- Stated goal -
Starting with the line containing "the window frame, one line per instance." and going on through the last line of the records, give those lines as a Markdown table with the columns Row and Line. Skip any blank lines.

- Data provided -
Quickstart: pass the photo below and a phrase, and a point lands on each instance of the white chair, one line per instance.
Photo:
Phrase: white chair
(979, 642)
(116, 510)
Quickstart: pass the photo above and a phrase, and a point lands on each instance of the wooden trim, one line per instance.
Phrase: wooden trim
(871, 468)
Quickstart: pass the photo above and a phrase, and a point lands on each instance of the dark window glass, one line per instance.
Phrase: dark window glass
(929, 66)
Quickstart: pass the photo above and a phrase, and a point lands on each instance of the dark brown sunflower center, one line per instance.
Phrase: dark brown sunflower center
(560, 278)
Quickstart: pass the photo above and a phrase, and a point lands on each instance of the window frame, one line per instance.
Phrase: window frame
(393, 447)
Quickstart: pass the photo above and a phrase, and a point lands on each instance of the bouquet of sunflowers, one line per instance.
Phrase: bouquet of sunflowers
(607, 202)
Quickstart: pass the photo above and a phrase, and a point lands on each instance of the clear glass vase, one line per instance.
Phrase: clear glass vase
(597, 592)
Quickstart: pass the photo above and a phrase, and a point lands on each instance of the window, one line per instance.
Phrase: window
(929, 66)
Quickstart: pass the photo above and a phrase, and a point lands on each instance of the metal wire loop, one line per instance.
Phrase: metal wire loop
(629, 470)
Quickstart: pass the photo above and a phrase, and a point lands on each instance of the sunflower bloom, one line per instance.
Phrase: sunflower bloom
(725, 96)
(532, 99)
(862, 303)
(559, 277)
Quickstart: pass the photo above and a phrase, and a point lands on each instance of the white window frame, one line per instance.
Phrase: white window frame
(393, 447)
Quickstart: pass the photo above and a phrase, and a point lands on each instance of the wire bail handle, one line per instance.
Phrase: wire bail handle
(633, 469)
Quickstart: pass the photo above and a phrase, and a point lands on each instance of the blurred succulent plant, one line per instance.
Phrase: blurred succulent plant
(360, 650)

- Output for this exercise -
| Row | Line |
|---|---|
| 1 | Quickstart: pass the photo above and a phrase, and a point lands on each instance of the window frame, one line per instance. |
| 2 | Phrase: window frame |
| 3 | (393, 447) |
| 4 | Quickstart: pass the photo above and a phrase, and a point lands on each instance of the bouquet of sunflowers, one line per instance. |
| 5 | Phrase: bouquet of sunflowers |
| 6 | (607, 202) |
| 7 | Quickstart: pass the photo above and a phrase, and a point lands on each instance of the clear glass vase, one line per instance. |
| 8 | Phrase: clear glass vase |
| 9 | (597, 592) |
| 10 | Quickstart: pass the photo above and a phrase, and a point lands on each instance of the window, one line per instance. |
| 11 | Phrase: window |
| 12 | (929, 66) |
| 13 | Quickstart: pass the photo above and a phrase, and a point lands on each instance of the metal wire loop, one line per instance. |
| 14 | Phrase: metal wire loop |
| 15 | (629, 470) |
| 16 | Quickstart: pass the photo above and a phrase, and a point lands on each instance of the sunflower bloom, one line per instance. |
| 17 | Phrase: sunflower bloom |
| 18 | (725, 96) |
| 19 | (532, 99) |
| 20 | (862, 303) |
| 21 | (559, 277) |
| 22 | Quickstart: pass the photo above and a phrase, and a point lands on each instance of the white window frame, one line per instance. |
| 23 | Phrase: white window frame |
| 24 | (393, 447) |
| 25 | Quickstart: pass the photo above and a phrase, and a point lands on each instance of the wire bail handle, one line per instance. |
| 26 | Phrase: wire bail handle |
| 27 | (633, 469) |
| 28 | Quickstart: pass the photo above and a phrase, and a point lands on each instance of the blurred succulent plant, one line per instance. |
| 29 | Phrase: blurred succulent plant |
| 30 | (360, 650) |